---------- EXCERPTED RECORDS
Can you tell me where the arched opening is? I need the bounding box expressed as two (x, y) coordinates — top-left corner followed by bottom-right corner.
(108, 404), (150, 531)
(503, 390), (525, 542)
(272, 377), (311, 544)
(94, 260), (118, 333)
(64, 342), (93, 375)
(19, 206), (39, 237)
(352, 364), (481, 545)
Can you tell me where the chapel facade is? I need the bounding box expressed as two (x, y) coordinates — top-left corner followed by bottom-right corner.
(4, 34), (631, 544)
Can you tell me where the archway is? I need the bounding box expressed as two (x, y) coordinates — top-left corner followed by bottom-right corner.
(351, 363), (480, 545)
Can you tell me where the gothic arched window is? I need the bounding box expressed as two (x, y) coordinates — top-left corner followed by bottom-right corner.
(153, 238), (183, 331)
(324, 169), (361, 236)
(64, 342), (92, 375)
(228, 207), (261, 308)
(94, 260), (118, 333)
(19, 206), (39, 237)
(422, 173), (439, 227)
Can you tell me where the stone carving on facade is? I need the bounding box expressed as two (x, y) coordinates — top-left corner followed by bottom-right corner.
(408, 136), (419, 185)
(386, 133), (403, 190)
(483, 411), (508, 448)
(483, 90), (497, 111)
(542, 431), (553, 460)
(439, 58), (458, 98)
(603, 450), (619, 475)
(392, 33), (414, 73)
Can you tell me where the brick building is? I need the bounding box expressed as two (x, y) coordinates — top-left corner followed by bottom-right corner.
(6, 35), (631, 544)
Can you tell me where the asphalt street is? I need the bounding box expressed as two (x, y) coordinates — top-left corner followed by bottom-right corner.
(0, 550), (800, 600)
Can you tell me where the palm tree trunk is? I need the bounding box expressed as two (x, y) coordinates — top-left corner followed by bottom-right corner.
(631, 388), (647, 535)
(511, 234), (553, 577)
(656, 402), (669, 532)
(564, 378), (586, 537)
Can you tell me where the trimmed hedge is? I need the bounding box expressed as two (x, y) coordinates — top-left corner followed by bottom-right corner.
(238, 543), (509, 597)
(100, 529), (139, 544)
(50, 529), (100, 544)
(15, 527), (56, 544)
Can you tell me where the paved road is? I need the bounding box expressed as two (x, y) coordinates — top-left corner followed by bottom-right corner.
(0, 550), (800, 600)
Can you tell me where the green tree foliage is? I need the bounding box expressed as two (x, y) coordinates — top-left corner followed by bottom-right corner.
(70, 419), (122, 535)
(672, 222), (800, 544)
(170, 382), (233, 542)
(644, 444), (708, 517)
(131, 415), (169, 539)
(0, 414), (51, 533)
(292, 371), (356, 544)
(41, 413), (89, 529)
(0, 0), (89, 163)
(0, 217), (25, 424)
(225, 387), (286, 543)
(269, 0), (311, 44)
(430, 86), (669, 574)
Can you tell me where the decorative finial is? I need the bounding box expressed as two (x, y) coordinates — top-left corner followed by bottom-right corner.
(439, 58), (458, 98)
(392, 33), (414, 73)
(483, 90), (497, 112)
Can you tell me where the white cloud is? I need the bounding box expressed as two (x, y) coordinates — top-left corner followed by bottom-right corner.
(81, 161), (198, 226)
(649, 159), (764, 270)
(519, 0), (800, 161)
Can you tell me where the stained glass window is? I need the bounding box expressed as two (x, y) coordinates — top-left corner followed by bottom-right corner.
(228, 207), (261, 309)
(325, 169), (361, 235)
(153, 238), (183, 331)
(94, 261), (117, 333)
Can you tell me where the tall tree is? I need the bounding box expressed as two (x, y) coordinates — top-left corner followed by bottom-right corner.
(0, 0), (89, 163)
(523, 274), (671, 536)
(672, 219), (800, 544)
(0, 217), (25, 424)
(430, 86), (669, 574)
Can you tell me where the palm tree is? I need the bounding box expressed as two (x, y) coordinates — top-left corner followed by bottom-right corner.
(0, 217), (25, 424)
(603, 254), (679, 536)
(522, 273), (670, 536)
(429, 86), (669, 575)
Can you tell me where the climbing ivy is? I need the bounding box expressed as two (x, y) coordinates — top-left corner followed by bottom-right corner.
--------------------
**EXERCISE TASK:** Copy the listing above word for word, from the line containing "Can you tell me where the stained" through the end of the listing.

**TASK RESULT:**
Can you tell me where the stained glass window is? I need the bounding box expressed as two (x, y) coordinates — top-left corner followed by bottom-right corner.
(228, 207), (261, 309)
(325, 169), (361, 235)
(153, 238), (183, 331)
(94, 261), (117, 333)
Can you tell me where the tall tree is? I need the bounding box expressed as two (x, y) coordinates — top-left corner followed by bottom-right corner.
(0, 0), (89, 163)
(523, 274), (671, 536)
(672, 219), (800, 544)
(0, 217), (25, 424)
(430, 86), (669, 574)
Can you tell me where the palm tree is? I need the bounding box expressed as two (x, y) coordinates — top-left corner followed by bottom-right corner.
(0, 217), (25, 424)
(603, 254), (679, 536)
(522, 273), (670, 536)
(429, 86), (669, 575)
Can you tell me where the climbing ivy is? I need the bounding box expressed as two (x, y) coordinates — top-left corner followed by bottom-right corner.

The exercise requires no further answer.